━━ INPUT RECORDS ━━

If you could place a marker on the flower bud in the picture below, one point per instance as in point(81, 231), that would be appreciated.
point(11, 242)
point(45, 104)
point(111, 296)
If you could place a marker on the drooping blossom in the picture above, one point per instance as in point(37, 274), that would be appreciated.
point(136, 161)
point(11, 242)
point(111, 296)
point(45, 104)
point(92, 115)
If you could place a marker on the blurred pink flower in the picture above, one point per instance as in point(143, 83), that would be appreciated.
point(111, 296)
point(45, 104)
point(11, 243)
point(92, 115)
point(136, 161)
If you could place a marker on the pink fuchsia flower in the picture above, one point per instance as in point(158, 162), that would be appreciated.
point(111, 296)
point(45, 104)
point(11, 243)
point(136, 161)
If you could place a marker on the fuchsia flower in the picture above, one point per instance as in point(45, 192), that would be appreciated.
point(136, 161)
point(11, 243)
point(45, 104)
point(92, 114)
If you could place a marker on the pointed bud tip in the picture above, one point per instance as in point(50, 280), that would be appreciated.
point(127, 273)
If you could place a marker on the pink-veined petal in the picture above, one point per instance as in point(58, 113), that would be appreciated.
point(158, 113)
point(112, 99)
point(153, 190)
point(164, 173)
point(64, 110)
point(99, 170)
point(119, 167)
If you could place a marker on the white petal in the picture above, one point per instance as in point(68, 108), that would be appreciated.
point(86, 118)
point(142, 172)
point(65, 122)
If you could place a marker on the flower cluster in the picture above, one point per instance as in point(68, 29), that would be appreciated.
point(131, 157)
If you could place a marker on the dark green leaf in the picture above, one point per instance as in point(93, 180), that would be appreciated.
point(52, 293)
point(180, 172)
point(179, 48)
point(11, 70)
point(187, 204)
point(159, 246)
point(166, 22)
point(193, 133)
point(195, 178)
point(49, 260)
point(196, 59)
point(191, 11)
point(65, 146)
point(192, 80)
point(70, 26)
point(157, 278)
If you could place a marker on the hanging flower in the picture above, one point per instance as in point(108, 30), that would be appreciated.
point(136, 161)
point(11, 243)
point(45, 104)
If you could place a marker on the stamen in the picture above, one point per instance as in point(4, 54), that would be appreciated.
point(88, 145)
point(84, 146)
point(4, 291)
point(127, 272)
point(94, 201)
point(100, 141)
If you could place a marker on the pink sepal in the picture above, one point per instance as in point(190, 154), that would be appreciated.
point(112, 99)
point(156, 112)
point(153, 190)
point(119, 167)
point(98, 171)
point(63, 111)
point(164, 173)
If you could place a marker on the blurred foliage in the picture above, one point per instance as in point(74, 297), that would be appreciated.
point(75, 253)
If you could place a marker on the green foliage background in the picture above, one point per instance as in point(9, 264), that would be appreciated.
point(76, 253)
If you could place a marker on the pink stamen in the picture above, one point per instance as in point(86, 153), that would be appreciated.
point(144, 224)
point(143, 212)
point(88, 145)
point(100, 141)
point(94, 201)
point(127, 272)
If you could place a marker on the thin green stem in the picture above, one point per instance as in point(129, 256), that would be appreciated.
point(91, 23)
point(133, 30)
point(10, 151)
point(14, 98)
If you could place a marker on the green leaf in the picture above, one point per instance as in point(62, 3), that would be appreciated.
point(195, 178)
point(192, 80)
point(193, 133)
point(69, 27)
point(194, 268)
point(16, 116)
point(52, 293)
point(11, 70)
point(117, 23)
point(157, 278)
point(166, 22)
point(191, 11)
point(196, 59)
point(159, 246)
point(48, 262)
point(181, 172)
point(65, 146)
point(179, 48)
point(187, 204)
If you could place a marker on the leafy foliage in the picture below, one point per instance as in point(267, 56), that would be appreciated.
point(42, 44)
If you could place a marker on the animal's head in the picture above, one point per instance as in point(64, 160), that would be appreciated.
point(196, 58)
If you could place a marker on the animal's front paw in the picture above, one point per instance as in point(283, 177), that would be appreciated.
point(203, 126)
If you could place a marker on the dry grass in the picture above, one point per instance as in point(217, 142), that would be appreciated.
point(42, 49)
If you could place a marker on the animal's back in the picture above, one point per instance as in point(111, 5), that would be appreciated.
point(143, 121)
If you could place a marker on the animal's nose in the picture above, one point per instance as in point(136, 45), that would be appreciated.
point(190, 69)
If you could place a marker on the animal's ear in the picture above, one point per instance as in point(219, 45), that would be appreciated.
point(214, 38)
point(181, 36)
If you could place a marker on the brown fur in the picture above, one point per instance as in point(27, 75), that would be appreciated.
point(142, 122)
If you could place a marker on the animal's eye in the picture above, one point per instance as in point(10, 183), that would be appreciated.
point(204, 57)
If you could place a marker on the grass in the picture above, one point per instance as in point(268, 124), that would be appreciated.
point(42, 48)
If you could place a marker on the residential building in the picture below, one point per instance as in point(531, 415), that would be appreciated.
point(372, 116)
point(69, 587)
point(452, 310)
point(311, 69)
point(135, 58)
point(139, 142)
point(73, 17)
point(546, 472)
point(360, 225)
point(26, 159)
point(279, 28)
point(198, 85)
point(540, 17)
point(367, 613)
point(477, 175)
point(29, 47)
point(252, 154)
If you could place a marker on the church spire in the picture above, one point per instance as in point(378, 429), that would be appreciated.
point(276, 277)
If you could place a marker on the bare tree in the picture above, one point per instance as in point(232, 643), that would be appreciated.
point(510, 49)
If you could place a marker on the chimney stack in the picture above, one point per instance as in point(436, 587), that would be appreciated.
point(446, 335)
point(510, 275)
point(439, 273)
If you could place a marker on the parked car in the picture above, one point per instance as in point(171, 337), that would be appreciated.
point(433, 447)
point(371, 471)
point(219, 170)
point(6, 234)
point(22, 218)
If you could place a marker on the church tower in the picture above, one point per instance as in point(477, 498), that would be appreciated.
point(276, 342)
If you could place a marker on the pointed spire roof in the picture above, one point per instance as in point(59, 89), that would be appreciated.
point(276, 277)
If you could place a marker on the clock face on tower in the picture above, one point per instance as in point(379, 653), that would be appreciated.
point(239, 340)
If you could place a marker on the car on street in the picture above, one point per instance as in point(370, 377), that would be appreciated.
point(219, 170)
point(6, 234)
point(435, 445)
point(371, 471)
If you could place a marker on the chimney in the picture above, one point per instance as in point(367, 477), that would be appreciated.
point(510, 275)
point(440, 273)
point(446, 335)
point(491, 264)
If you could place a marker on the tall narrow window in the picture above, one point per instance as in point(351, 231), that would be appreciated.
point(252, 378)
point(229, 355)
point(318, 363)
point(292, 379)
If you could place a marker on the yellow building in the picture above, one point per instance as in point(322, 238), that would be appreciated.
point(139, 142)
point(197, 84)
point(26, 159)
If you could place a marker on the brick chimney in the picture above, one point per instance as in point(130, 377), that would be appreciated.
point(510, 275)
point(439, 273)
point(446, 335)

━━━

Copy out everything in the data above from the line containing "If you could place a marker on the bare" down to the line containing "point(510, 49)", including both of those lines, with no changes.

If you could place a marker on the bare tree in the picture above, one point per instance as in point(232, 643), that would be appreciated.
point(510, 49)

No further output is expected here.